▶ Aim of the task
Within the records below, find the line containing "Isolate each chinese". Reproduce it and each line after it exactly, and nothing else.

▶ Source records
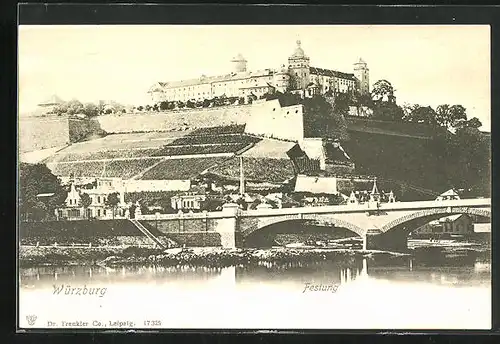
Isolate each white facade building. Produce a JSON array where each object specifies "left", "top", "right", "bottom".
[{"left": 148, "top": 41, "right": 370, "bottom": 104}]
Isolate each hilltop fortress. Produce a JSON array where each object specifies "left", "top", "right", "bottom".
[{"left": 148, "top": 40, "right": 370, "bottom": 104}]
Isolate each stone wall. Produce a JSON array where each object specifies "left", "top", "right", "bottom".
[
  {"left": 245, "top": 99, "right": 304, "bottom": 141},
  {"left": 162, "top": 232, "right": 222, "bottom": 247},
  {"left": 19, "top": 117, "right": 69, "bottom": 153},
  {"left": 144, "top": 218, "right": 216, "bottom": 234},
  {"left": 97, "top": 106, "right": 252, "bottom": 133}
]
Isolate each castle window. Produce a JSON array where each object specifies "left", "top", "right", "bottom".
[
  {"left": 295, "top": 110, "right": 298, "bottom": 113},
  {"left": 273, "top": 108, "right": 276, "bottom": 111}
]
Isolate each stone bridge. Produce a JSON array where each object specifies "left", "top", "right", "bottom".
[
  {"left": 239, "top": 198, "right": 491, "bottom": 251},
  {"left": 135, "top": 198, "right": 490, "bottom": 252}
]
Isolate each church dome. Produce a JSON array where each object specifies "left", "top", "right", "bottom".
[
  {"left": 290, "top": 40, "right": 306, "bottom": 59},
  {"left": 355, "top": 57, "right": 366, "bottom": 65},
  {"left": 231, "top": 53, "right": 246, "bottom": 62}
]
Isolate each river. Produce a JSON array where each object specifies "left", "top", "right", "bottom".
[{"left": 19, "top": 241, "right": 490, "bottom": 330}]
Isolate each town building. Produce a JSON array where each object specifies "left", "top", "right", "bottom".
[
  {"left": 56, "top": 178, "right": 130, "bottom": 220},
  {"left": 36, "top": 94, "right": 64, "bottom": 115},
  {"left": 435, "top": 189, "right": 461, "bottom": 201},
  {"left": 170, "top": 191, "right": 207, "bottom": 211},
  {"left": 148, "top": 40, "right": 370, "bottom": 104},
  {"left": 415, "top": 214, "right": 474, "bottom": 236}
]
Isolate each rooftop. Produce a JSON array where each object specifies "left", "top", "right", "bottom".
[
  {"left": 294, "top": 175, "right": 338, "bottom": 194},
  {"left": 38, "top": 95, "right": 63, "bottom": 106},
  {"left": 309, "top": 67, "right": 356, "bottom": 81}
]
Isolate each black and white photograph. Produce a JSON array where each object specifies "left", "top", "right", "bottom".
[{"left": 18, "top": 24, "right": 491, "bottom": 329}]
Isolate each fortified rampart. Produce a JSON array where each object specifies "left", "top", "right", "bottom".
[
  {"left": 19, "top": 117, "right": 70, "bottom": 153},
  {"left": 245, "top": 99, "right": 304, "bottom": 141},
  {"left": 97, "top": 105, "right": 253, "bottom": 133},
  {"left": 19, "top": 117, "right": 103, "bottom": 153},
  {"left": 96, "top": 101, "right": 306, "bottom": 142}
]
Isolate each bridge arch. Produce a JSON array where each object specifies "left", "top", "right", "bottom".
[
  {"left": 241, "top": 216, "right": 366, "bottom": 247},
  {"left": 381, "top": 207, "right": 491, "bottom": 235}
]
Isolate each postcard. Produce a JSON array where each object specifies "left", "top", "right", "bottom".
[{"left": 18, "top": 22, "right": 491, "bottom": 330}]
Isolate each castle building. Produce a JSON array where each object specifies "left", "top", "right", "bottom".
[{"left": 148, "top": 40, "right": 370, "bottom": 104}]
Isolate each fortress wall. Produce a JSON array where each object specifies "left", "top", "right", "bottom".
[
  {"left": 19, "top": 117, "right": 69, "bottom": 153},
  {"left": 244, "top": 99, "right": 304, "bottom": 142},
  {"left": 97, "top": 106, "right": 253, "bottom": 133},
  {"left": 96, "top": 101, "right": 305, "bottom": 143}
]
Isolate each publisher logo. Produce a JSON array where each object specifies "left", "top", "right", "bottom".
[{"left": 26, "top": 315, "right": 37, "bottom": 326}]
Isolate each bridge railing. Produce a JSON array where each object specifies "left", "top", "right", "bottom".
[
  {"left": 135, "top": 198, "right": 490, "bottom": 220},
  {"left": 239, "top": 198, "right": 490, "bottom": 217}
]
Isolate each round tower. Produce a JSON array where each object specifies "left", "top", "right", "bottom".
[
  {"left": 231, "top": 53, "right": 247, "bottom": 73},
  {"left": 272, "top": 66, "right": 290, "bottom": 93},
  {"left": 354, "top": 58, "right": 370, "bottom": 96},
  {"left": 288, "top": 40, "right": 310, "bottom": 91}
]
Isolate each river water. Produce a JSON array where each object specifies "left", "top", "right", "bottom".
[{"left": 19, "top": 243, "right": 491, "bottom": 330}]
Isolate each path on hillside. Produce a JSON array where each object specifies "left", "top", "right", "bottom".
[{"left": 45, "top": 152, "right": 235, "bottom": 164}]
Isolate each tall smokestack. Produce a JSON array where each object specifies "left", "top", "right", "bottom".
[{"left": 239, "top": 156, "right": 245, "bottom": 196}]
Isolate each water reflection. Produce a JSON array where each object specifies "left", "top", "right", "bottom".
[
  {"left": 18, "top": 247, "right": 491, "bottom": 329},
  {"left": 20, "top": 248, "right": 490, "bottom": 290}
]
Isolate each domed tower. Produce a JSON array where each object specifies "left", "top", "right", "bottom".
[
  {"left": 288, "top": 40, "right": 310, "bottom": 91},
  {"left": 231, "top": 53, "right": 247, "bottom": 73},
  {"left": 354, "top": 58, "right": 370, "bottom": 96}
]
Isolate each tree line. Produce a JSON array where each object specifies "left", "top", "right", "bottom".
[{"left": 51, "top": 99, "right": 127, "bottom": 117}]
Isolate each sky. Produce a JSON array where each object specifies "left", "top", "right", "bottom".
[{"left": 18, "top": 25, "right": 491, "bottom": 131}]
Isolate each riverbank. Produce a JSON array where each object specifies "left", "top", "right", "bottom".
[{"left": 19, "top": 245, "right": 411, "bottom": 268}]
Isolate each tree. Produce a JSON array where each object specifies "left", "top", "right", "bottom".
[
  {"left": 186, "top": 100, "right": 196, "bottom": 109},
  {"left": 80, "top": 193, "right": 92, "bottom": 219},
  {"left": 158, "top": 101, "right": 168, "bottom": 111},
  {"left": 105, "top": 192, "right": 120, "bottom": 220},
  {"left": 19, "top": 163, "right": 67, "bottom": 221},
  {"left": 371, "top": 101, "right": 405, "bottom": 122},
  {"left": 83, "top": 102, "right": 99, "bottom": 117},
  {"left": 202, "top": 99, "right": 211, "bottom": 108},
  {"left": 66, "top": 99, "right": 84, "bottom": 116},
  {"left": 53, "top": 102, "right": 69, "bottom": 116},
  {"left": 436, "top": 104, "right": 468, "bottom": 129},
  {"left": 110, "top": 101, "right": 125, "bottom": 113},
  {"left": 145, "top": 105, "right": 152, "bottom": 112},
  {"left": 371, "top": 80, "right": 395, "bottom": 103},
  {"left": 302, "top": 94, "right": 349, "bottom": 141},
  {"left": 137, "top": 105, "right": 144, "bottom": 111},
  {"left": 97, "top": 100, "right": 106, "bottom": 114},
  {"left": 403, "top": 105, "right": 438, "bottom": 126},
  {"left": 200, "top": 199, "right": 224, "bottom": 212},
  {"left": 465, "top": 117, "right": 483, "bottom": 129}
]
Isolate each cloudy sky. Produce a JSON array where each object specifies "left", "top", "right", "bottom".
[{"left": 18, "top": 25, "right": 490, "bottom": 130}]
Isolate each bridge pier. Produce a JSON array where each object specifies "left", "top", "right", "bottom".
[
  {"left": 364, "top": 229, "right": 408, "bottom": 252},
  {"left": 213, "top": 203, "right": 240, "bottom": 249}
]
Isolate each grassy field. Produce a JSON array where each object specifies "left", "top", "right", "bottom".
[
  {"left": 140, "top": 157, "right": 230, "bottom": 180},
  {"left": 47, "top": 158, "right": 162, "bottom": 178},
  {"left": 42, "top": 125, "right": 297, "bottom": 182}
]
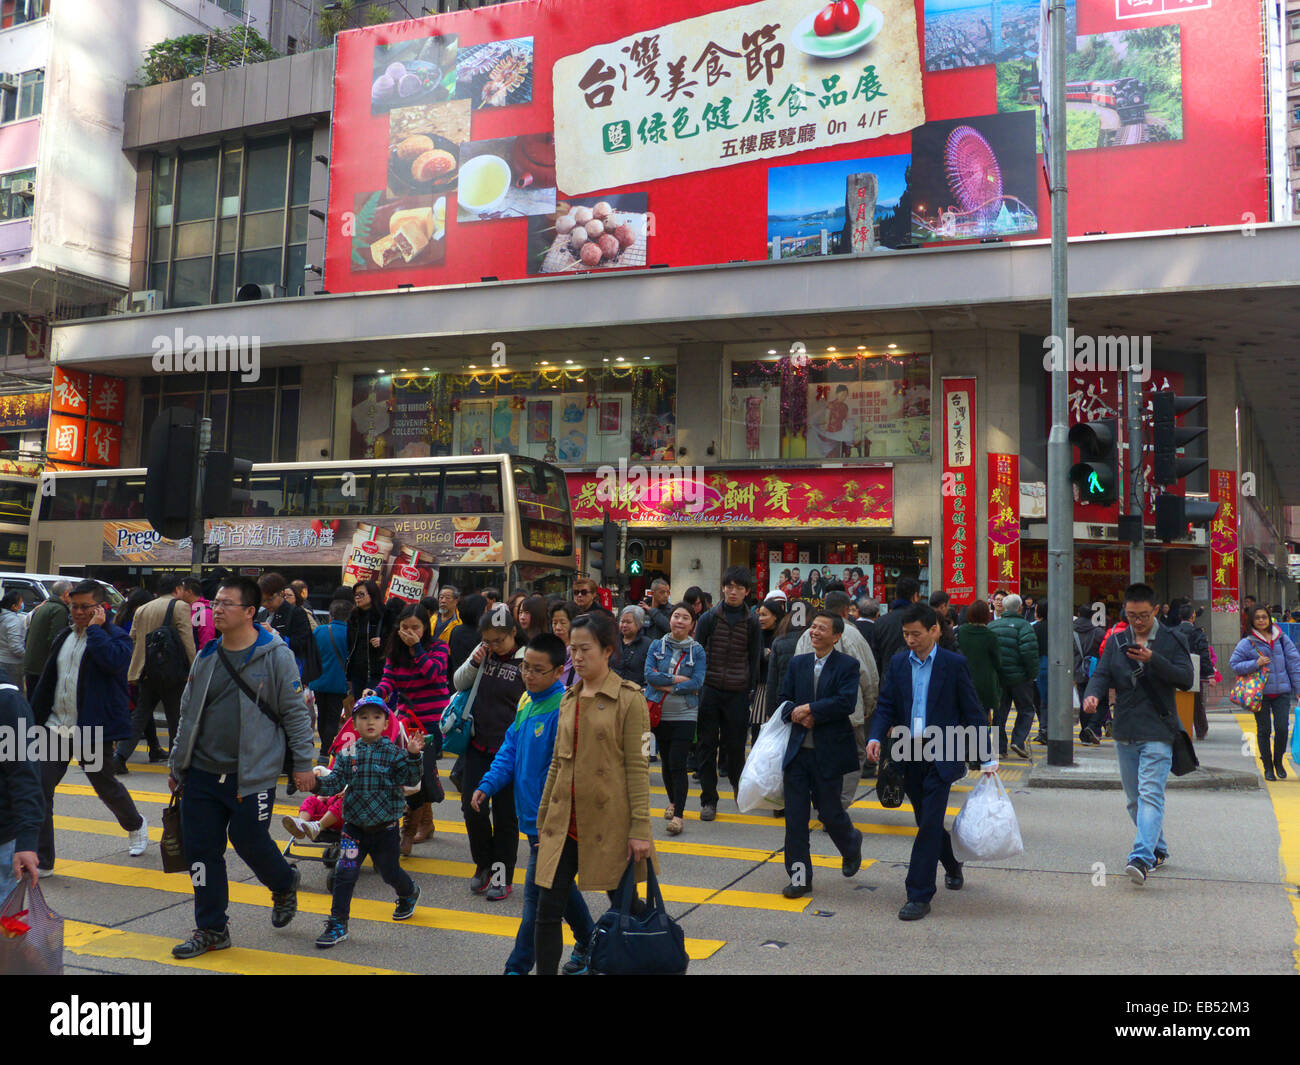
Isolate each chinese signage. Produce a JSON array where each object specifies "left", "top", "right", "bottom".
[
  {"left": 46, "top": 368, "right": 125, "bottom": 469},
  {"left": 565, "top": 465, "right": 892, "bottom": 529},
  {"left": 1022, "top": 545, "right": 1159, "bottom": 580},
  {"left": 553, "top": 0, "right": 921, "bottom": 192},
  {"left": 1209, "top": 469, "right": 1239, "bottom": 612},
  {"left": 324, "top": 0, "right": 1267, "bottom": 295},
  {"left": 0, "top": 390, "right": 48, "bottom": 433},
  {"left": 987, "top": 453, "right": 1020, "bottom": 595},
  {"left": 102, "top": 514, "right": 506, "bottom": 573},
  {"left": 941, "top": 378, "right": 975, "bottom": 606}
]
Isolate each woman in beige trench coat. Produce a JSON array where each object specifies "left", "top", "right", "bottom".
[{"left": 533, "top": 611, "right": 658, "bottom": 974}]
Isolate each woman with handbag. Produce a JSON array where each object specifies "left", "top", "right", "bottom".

▶ Answer to this problem
Isolate each chinese signage. Produce a JSON array where each object specifies "left", "top", "right", "bottom".
[
  {"left": 46, "top": 368, "right": 125, "bottom": 469},
  {"left": 565, "top": 465, "right": 892, "bottom": 529},
  {"left": 1022, "top": 545, "right": 1159, "bottom": 580},
  {"left": 553, "top": 0, "right": 921, "bottom": 192},
  {"left": 1209, "top": 469, "right": 1239, "bottom": 612},
  {"left": 324, "top": 0, "right": 1267, "bottom": 295},
  {"left": 0, "top": 390, "right": 48, "bottom": 433},
  {"left": 987, "top": 453, "right": 1020, "bottom": 595},
  {"left": 102, "top": 514, "right": 506, "bottom": 573},
  {"left": 941, "top": 378, "right": 975, "bottom": 606}
]
Isolate each woman in beige trench coat. Produce a JSON array where each object specifies "left", "top", "right", "bottom".
[{"left": 533, "top": 611, "right": 658, "bottom": 974}]
Isolate each woman with handbag. Produce a JSON array where each object specifies "left", "top", "right", "bottom".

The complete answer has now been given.